▶ [Task details]:
Which lines run from the one containing "Need: drop a marker on every instance of the dark" to the end of the entries? Quote them exactly, and nothing else.

(Beginning of Exercise material)

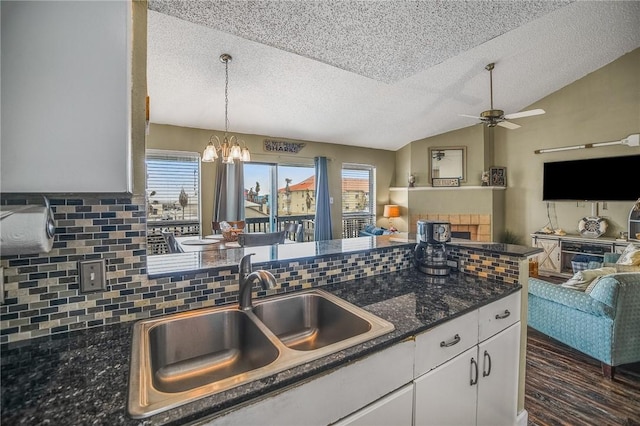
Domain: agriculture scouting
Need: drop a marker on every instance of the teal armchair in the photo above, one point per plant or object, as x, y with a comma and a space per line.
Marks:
603, 323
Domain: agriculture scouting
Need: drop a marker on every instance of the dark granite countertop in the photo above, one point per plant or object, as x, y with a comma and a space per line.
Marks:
82, 377
174, 264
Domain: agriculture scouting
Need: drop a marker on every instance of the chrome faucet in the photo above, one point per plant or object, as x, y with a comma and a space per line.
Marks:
265, 278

(End of Exercise material)

▶ [Answer below]:
Need: drop a marker on every instance of the dark granite countertop in the photo above, one point per plant or object, as x, y with a comma and a space per line.
Marks:
82, 377
174, 264
Domain: agriculture scouting
Need: drop a marker on every instance of the chrome faucet in the photo above, one point per plant or object, as x, y with a comma and a space per line.
Marks:
265, 278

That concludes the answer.